(Records from a data source)
----------

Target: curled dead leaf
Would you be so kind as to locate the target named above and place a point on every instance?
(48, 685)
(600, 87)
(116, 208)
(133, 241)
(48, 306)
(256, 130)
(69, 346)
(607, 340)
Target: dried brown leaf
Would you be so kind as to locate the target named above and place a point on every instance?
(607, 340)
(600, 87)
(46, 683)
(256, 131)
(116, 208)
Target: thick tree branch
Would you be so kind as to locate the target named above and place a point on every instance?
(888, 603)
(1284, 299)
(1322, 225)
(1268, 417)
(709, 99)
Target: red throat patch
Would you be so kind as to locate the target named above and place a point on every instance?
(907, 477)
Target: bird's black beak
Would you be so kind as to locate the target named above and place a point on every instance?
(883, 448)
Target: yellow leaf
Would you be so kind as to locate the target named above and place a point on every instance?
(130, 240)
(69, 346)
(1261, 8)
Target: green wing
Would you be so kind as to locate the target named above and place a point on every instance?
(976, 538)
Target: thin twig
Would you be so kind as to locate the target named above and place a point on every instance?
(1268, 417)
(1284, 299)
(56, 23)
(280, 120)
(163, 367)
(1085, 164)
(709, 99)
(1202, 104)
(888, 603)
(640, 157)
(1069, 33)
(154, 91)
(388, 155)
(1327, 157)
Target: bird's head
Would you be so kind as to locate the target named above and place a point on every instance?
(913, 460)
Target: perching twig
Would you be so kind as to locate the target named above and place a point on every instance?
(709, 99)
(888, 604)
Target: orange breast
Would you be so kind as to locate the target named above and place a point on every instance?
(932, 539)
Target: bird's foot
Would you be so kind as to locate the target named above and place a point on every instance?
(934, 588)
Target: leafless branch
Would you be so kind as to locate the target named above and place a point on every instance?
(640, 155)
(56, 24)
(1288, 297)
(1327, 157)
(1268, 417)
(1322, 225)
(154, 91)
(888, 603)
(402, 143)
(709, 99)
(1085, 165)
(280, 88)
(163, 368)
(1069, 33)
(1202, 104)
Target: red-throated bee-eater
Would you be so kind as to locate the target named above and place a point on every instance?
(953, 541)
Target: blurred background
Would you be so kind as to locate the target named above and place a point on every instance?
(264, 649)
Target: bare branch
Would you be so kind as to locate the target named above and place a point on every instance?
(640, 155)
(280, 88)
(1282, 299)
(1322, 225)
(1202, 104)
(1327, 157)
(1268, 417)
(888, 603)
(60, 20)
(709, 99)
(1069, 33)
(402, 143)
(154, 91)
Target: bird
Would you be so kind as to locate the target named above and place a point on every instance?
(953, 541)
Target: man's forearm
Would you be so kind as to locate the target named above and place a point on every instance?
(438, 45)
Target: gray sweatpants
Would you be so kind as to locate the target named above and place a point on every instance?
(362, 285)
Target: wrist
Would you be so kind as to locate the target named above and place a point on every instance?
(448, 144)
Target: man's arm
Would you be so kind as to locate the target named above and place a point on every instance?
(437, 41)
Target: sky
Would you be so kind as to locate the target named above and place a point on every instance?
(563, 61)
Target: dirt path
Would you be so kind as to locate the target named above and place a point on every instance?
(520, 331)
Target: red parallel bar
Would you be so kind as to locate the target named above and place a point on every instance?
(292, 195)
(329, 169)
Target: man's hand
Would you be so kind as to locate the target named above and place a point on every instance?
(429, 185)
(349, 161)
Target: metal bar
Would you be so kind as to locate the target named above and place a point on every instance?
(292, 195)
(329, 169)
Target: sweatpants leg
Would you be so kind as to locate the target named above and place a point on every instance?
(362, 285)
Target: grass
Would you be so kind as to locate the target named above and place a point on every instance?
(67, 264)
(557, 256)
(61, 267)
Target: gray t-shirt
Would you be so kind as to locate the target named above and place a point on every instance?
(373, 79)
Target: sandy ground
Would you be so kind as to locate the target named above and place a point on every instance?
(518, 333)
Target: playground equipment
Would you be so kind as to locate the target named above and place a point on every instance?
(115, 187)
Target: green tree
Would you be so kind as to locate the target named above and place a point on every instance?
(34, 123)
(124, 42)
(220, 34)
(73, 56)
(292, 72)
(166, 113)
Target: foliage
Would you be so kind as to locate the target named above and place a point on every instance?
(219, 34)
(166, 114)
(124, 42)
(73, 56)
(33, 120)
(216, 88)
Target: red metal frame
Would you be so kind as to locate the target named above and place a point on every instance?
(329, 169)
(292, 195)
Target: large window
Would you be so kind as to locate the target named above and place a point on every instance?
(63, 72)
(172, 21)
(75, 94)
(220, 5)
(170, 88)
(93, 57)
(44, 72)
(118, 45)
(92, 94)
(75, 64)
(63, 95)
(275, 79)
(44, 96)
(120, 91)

----------

**Activity**
The answer should be the full set of records, reproduced exactly.

**Result for this task**
Target: curled dead leaf
Would you be so kind as to locate the target named above and place a point on every instance?
(48, 685)
(600, 87)
(116, 208)
(133, 241)
(48, 306)
(256, 130)
(69, 346)
(607, 340)
Target: dried brown leaf
Would you be so kind as to locate the target named above and place a point on every instance?
(607, 340)
(600, 87)
(46, 683)
(256, 131)
(116, 208)
Target: thick tree branch
Would you be so kind as to locate the target named above and place a point on every instance?
(888, 603)
(1284, 299)
(1322, 225)
(1268, 417)
(709, 99)
Target: red throat patch
Would you be so kind as to locate the target named above and place a point on every instance?
(907, 477)
Target: bird's black beak
Would you be so kind as to locate the target named above and place a point on every instance?
(883, 448)
Target: yellow leaf
Would you be so kind as to locate the target named above and place a point on every instance?
(130, 240)
(69, 346)
(1261, 8)
Target: green wing
Would you be so kind as to locate the target named above and place a point on every instance?
(976, 538)
Target: thin twig
Would you be so kind as to locate the target named above and place a point on every instance?
(1268, 417)
(1284, 299)
(56, 23)
(280, 120)
(163, 367)
(1085, 164)
(709, 99)
(1202, 104)
(888, 603)
(640, 157)
(1069, 33)
(154, 91)
(388, 155)
(1327, 157)
Target: bird's head
Would you be so kind as to locate the target named above and place a point on every instance?
(913, 460)
Target: perching twig
Would you be so kind as to locate the target named above and place a point on every instance?
(709, 99)
(888, 604)
Target: orange breast
Would you be so kind as to locate the target named above and place a point on every instance?
(932, 539)
Target: bird's foot
Would you be so kind as to locate the target named above and place a point on every instance?
(934, 588)
Target: leafless branch
Would you be so kind as to locate the target named above and place a point on every instance?
(640, 155)
(56, 24)
(1288, 297)
(1327, 157)
(1268, 417)
(1322, 225)
(154, 91)
(888, 603)
(402, 143)
(709, 99)
(1085, 165)
(280, 88)
(163, 368)
(1069, 33)
(1202, 104)
Target: red-throated bee-eater
Would you be so kind as to locate the target named above and place a point on every instance?
(953, 541)
Target: blurred background
Would you be so kind as to locate the target named above and place a point on every instance?
(264, 649)
Target: bare branch
Would you be so kind as to locate the target named above and place a point on every instance?
(640, 155)
(280, 88)
(1282, 299)
(1322, 225)
(1202, 104)
(1327, 157)
(1268, 417)
(888, 603)
(60, 20)
(709, 99)
(1069, 33)
(402, 143)
(154, 91)
Target: bird
Would you be so kind as to locate the target named above and place a point on every instance?
(953, 541)
Target: man's forearm
Would you be so kind as to locate the target named above and place a point on every instance?
(438, 45)
Target: gray sweatpants
Would you be so kind as to locate the target named above and place a point on every instance?
(362, 285)
Target: wrist
Would you be so kind as to locate the target named above and place a point on every instance?
(448, 144)
Target: man's arm
Would you be so kind as to locate the target named above and place a point on every instance?
(437, 41)
Target: sky
Would you be so kind as to locate the target named above and place a point on every instance?
(563, 61)
Target: dirt path
Would you be so kind as to locate the target named above and place a point on every instance?
(520, 331)
Target: red parallel bar
Would you be so kind as to locate the target named above and place a point on every instance?
(292, 195)
(329, 169)
Target: man's hand
Would you be so kind as to locate the target named above and place a point on every instance?
(429, 185)
(349, 161)
Target: metal bar
Would you be so kind as to locate the target named above and place a point on every instance?
(292, 195)
(329, 169)
Target: sweatpants leg
Would you be so kind as to locate the target named above and place a point on every instance?
(362, 285)
Target: grass
Would you be so kind as to locate the target named above and place a point on every instance?
(67, 264)
(557, 256)
(61, 267)
Target: gray t-shirt
Would you be so kind as to locate the target named above and place a point on every instance?
(373, 79)
Target: sandy ground
Would you be so kind as to locate the target named above and place a point on every instance?
(518, 333)
Target: playground equipment
Would you be so kind as to locate the target named above and place a point on every instance?
(115, 187)
Target: green tree
Would you be so kind as to locate the target named above and place a point on every instance?
(34, 123)
(124, 42)
(220, 34)
(73, 56)
(292, 72)
(166, 113)
Target: foliage
Would you be so kind as to locate the target named above and place a point on every instance?
(219, 34)
(166, 114)
(124, 42)
(73, 56)
(33, 120)
(216, 88)
Target: red metal frame
Would you be so kind as to locate the target named above and place a point on every instance?
(329, 169)
(292, 195)
Target: large window
Would you be so kind as to locate the target named above and place a point on every instance?
(63, 72)
(172, 21)
(75, 94)
(220, 5)
(170, 88)
(93, 57)
(44, 72)
(118, 45)
(92, 94)
(75, 64)
(63, 95)
(275, 79)
(44, 96)
(120, 91)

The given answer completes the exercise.